** Information given **

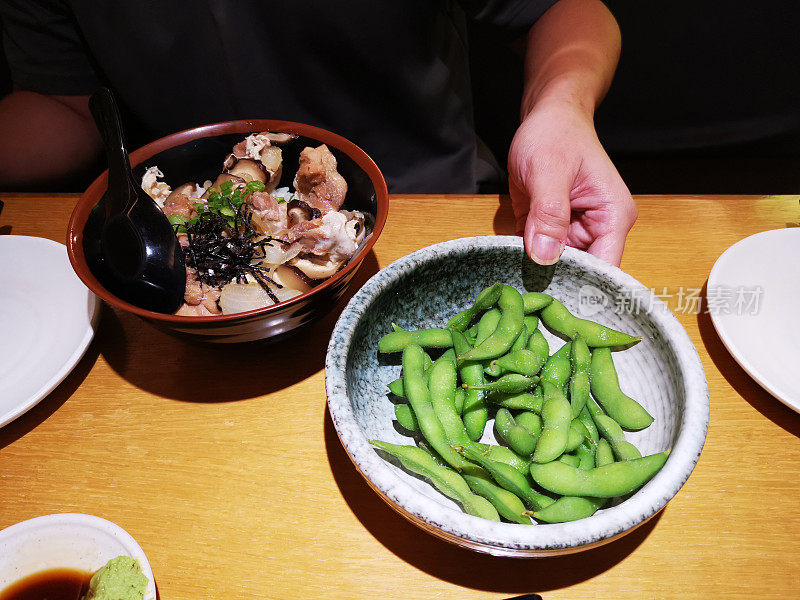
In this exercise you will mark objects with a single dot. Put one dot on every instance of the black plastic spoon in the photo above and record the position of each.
(129, 244)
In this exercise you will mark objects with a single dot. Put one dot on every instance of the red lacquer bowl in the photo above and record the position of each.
(196, 155)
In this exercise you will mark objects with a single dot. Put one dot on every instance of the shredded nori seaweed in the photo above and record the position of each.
(221, 253)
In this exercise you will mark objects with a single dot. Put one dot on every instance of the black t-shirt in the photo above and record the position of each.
(391, 76)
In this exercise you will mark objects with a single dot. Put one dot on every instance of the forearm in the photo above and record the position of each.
(572, 53)
(46, 139)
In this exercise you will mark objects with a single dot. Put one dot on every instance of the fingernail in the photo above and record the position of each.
(546, 250)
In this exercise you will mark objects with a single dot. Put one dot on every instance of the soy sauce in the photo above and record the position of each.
(52, 584)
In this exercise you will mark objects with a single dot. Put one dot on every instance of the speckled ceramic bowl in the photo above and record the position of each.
(427, 287)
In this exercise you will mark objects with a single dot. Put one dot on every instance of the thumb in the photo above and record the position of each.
(548, 221)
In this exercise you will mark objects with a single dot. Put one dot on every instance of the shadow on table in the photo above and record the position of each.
(192, 371)
(739, 380)
(458, 565)
(52, 402)
(504, 222)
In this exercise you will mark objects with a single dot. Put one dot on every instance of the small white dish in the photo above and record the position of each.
(67, 540)
(753, 292)
(47, 320)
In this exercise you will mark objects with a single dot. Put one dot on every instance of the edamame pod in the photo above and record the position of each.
(580, 358)
(483, 301)
(405, 416)
(605, 388)
(574, 439)
(510, 479)
(513, 383)
(522, 401)
(556, 371)
(487, 324)
(604, 455)
(507, 504)
(556, 417)
(569, 459)
(419, 398)
(530, 421)
(586, 455)
(474, 414)
(533, 301)
(537, 344)
(558, 318)
(613, 433)
(442, 392)
(519, 439)
(397, 340)
(508, 328)
(609, 481)
(521, 361)
(447, 481)
(569, 508)
(588, 424)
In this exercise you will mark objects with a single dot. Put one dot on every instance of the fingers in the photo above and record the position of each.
(610, 245)
(547, 225)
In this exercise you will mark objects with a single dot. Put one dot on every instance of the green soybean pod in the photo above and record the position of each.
(487, 324)
(522, 401)
(459, 400)
(504, 455)
(569, 508)
(405, 416)
(609, 481)
(586, 455)
(537, 344)
(613, 433)
(510, 479)
(508, 328)
(574, 439)
(522, 339)
(535, 301)
(419, 398)
(521, 361)
(474, 414)
(605, 388)
(556, 371)
(556, 417)
(569, 459)
(512, 383)
(442, 392)
(580, 359)
(519, 439)
(507, 504)
(447, 481)
(604, 455)
(397, 340)
(530, 421)
(588, 423)
(483, 301)
(557, 317)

** What is expected **
Without any of the pictures, repeat the entries above word for word.

** Result for this exercise **
In this exercise you will mark objects with a single dot. Put one dot on every instance of the black plastic spoon in the photo above and record the position of each.
(129, 244)
In this exercise you will mark objects with a single dot. Put one dot on every instance of the red lacquer bowl in the photo above and record the position of each.
(196, 155)
In this exercise you will mark objects with a single dot. Put one dot on every instance of the shredded nori seaweed in the photo above and record the position of each.
(221, 253)
In this exercise you will mark objects with a single dot. Put one dot on every instance of the black t-shirt in the photo above and record the position of each.
(391, 76)
In this exercise you will mark objects with a single dot. Put one dot on every instance of the forearm in the photo above and record the position of each.
(572, 53)
(46, 139)
In this exercise you will mark objects with a single dot. Put one dot on every instance of the fingernail in the photo above and record the position of each.
(546, 250)
In this exercise you will mark objects with a single dot. Put one dot on every instance of the soy sauce in the photo above and record the position of each.
(52, 584)
In this exercise you will mark objects with a single dot. Put one dot on every instance of the speckled ceramic bowl in the photo above and record the position of each.
(427, 287)
In this exercise you will mark objects with a single dot. Put one dot on every instance of the thumb in the photo above and record the position of each.
(548, 221)
In this exercise you will mark objects with a single dot. Put one dot on every instance of the shadow on table in the photo above and record the position of each.
(192, 371)
(739, 380)
(458, 565)
(52, 402)
(504, 222)
In this exercise you will mark objects with a single dot. Put one dot on every instance of the small white dish in the photo above and record the position of each.
(67, 540)
(753, 292)
(47, 320)
In this exercise you will mark objects with a single dot. Put one dot on every instance of the edamame pod in the photo above and record the position of each.
(580, 358)
(483, 301)
(405, 416)
(605, 388)
(574, 439)
(510, 479)
(513, 383)
(522, 401)
(556, 371)
(487, 324)
(604, 455)
(507, 504)
(556, 417)
(569, 459)
(419, 398)
(530, 421)
(586, 455)
(474, 414)
(533, 301)
(537, 344)
(558, 318)
(613, 433)
(442, 392)
(519, 439)
(397, 340)
(508, 328)
(609, 481)
(521, 361)
(447, 481)
(569, 508)
(588, 424)
In this exercise you will mark objects with a single dot. Put one dot on every instance of the fingers in the photo above and record the position of each.
(610, 245)
(547, 225)
In this exercise you will mark objects with a single dot. Put one dot on every instance of the green soybean pod in the photo above and record the position of each.
(487, 324)
(522, 401)
(459, 400)
(504, 455)
(569, 508)
(405, 416)
(609, 481)
(586, 455)
(537, 344)
(613, 433)
(510, 479)
(508, 328)
(574, 439)
(522, 339)
(535, 301)
(419, 398)
(521, 361)
(474, 414)
(605, 388)
(556, 371)
(556, 417)
(569, 459)
(512, 383)
(442, 392)
(580, 359)
(519, 439)
(507, 504)
(447, 481)
(604, 455)
(397, 340)
(530, 421)
(588, 423)
(483, 301)
(557, 317)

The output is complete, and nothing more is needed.